▶ **PROBLEM TO SOLVE**
Print out the entries below with no edits.

○ ○ ○ ○

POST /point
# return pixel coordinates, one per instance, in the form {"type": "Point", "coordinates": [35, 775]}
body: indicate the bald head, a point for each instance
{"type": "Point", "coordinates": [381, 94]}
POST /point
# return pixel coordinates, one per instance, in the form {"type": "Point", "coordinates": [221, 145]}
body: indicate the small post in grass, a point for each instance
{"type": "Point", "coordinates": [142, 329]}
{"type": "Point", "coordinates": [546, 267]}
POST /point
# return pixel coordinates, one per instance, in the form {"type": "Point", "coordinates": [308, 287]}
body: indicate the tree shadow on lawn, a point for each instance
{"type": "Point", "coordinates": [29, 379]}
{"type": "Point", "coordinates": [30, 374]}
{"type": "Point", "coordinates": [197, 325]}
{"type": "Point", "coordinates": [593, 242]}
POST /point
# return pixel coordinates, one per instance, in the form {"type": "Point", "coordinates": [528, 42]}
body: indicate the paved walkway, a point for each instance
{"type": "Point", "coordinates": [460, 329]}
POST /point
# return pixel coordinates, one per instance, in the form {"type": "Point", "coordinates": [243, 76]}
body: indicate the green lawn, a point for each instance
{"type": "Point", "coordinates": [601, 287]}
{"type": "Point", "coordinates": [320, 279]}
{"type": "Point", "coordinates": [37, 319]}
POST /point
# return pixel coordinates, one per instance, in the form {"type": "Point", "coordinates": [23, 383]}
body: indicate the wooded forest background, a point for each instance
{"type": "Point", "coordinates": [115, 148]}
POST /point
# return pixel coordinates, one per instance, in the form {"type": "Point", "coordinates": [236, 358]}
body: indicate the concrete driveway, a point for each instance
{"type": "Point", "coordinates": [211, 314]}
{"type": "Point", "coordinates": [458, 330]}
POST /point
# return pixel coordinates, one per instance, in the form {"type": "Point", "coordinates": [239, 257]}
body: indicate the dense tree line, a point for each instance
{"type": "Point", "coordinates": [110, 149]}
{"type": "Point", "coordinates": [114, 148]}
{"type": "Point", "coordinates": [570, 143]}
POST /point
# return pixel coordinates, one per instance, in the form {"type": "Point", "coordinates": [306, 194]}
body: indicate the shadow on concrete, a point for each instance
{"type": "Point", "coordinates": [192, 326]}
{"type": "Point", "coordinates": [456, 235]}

○ ○ ○ ○

▶ **COMPLETE RESPONSE**
POST /point
# return pixel coordinates, one per instance, in the form {"type": "Point", "coordinates": [35, 775]}
body: indicate the bald head, a point for each instance
{"type": "Point", "coordinates": [381, 94]}
POST /point
# return pixel coordinates, one per instance, in the form {"type": "Point", "coordinates": [221, 145]}
body: indicate the small post in grass, a point for each instance
{"type": "Point", "coordinates": [142, 329]}
{"type": "Point", "coordinates": [546, 267]}
POST /point
# return pixel coordinates, one per instance, in the form {"type": "Point", "coordinates": [308, 287]}
body: indicate the tree shadow on lawn, a point for each instance
{"type": "Point", "coordinates": [29, 379]}
{"type": "Point", "coordinates": [30, 374]}
{"type": "Point", "coordinates": [197, 325]}
{"type": "Point", "coordinates": [593, 242]}
POST /point
# return pixel coordinates, one per instance, in the form {"type": "Point", "coordinates": [528, 42]}
body: indicate the paved walkway, a point for each instance
{"type": "Point", "coordinates": [460, 329]}
POST /point
# return pixel coordinates, one per instance, in the form {"type": "Point", "coordinates": [243, 76]}
body: indicate the green lawn, a point for each instance
{"type": "Point", "coordinates": [601, 287]}
{"type": "Point", "coordinates": [320, 279]}
{"type": "Point", "coordinates": [37, 319]}
POST /point
# return pixel coordinates, one per instance, in the form {"type": "Point", "coordinates": [23, 383]}
body: indicate the wooded forest background, a point for each instance
{"type": "Point", "coordinates": [115, 148]}
POST /point
# return pixel coordinates, one per instance, in the form {"type": "Point", "coordinates": [236, 358]}
body: indicate the concrete driveway, a point for each instance
{"type": "Point", "coordinates": [211, 314]}
{"type": "Point", "coordinates": [458, 330]}
POST /point
# return pixel coordinates, one per instance, in the form {"type": "Point", "coordinates": [239, 257]}
body: indicate the dense tree line, a point for each instance
{"type": "Point", "coordinates": [110, 149]}
{"type": "Point", "coordinates": [114, 148]}
{"type": "Point", "coordinates": [570, 143]}
POST /point
# return pixel coordinates, one per instance, in the form {"type": "Point", "coordinates": [306, 194]}
body: indicate the shadow on concrete, a point for each instance
{"type": "Point", "coordinates": [192, 326]}
{"type": "Point", "coordinates": [456, 235]}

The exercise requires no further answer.